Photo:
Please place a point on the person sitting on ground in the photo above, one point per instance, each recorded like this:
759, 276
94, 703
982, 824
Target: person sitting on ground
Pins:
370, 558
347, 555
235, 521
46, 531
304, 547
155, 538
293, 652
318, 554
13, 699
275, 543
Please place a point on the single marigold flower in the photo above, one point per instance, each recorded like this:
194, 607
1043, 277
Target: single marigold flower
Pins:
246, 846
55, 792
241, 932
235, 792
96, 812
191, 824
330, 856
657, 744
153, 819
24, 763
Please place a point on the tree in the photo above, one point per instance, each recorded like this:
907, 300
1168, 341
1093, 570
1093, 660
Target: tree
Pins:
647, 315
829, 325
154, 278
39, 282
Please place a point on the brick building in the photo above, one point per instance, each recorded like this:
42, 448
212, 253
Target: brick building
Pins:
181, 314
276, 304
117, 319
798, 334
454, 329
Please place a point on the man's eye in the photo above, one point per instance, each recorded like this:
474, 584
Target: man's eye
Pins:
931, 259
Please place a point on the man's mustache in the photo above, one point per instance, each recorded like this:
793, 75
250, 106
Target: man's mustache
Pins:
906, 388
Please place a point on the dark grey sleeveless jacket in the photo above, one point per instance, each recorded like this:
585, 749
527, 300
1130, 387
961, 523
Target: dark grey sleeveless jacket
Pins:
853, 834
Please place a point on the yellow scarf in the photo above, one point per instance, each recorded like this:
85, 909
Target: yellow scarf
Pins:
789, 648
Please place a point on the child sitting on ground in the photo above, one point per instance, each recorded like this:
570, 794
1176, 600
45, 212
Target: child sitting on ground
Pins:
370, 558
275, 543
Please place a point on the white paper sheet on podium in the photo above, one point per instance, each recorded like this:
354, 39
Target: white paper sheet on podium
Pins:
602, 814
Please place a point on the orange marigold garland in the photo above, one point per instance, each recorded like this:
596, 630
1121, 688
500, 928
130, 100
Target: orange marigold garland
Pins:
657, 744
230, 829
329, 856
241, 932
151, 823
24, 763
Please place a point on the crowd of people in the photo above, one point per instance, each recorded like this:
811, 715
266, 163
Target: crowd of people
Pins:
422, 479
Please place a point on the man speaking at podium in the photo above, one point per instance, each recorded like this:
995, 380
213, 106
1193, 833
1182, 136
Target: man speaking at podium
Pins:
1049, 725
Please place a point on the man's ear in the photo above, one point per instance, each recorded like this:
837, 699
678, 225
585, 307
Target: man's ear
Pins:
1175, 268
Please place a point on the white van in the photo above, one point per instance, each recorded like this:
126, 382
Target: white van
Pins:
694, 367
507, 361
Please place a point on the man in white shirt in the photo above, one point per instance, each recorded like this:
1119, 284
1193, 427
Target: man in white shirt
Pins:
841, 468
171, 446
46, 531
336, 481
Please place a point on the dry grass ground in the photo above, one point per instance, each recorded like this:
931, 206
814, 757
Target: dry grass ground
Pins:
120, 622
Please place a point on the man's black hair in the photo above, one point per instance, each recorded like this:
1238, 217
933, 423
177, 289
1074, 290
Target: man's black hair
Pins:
----
Set task: Rewrite every line of the items above as one continuous numbered list, leaving out any blank lines.

Exercise response:
1. Photo:
2. Please place a point on the person sitting on ground in the photo above, one point per instance, each recorded like this:
3. 759, 276
4. 94, 703
5. 982, 824
6. Target: person sitting on ground
7. Pins:
8. 370, 558
9. 347, 555
10. 235, 521
11. 46, 531
12. 304, 547
13. 155, 538
14. 293, 652
15. 318, 554
16. 13, 699
17. 275, 543
18. Please place a point on the single marigold flower in the photo above, one point per instance, each recorded like this:
19. 194, 607
20. 1043, 277
21. Target: single marigold flower
22. Pins:
23. 246, 846
24. 55, 792
25. 241, 932
26. 235, 792
27. 96, 812
28. 191, 824
29. 330, 856
30. 657, 744
31. 153, 819
32. 24, 763
33. Please place a point on the tree in the photo above, one point per instance, each recorded like this:
34. 907, 300
35. 1168, 341
36. 1093, 570
37. 1093, 660
38. Target: tree
39. Pins:
40. 647, 315
41. 829, 325
42. 154, 278
43. 39, 282
44. Please place a point on the brick building in the photo above, one point per instance, each recorded like this:
45. 42, 448
46. 212, 253
47. Target: brick building
48. Pins:
49. 181, 314
50. 276, 304
51. 117, 319
52. 798, 334
53. 454, 329
54. Please place a point on the man's eye in the photo above, one point per instance, each recorded like this:
55. 474, 584
56. Target: man's eye
57. Pins:
58. 931, 259
59. Please place a point on the man's mustache in the photo above, one point per instance, each recorded like this:
60. 793, 75
61. 250, 106
62. Target: man's mustache
63. Pins:
64. 906, 388
65. Please place a point on the dark grey sleeveless jacket in the photo above, one point per instance, each recorded like this:
66. 585, 749
67. 527, 300
68. 1130, 387
69. 961, 523
70. Target: dark grey sleeveless jacket
71. Pins:
72. 853, 834
73. Please place a point on the yellow scarf in the photo above, one point per instance, each recorded like this:
74. 85, 909
75. Target: yellow scarf
76. Pins:
77. 789, 648
78. Please place a point on the child sitting on ground in the photo above, one point per instance, each recorded like this:
79. 570, 794
80. 1176, 600
81. 45, 212
82. Target: child sitting on ground
83. Pins:
84. 370, 558
85. 275, 543
86. Please place a point on the white paper sheet on podium in the photo above, one point per instance, each recorded like this:
87. 354, 39
88. Target: white paper sheet on podium
89. Pins:
90. 602, 814
91. Please place a point on the orange marigold garland in the photo above, one point per instance, each recorded like this:
92. 596, 630
93. 1121, 688
94. 500, 928
95. 130, 100
96. Target: orange marigold garland
97. Pins:
98. 657, 744
99. 230, 829
100. 329, 856
101. 241, 932
102. 151, 823
103. 24, 763
104. Please place a point on the crowd of people in the photo above, one point per instance, each recorded like this:
105. 811, 715
106. 266, 163
107. Target: crowd of people
108. Pins:
109. 422, 479
110. Please place a point on the man speaking at podium in the photo above, one point per instance, each recorded like this:
111. 995, 380
112. 213, 106
113. 1193, 833
114. 1182, 136
115. Target: man speaking at podium
116. Pins:
117. 1049, 725
118. Please place a point on the man's ear in the photo above, one point per instance, each recorded like this:
119. 837, 699
120. 678, 225
121. 585, 307
122. Target: man's ear
123. Pins:
124. 1175, 268
125. Please place a point on the white van in the photo above, one point per instance, each recorded like this:
126. 126, 382
127. Target: white van
128. Pins:
129. 694, 367
130. 507, 361
131. Please place a point on the man in white shirt in the photo above, one point per instance, each recorded like this:
132. 1119, 284
133. 1193, 427
134. Target: man in white shirt
135. Pins:
136. 841, 468
137. 171, 446
138. 46, 531
139. 336, 481
140. Please place a point on the dry grass ground in the photo above, one point per instance, each recorded like this:
141. 931, 206
142. 814, 757
143. Target: dry grass ground
144. Pins:
145. 120, 622
146. Please place a point on the man's black hair in the photo above, one point per instance, each recorded like this:
147. 1238, 217
148. 933, 423
149. 177, 289
150. 1074, 290
151. Target: man's black hair
152. Pins:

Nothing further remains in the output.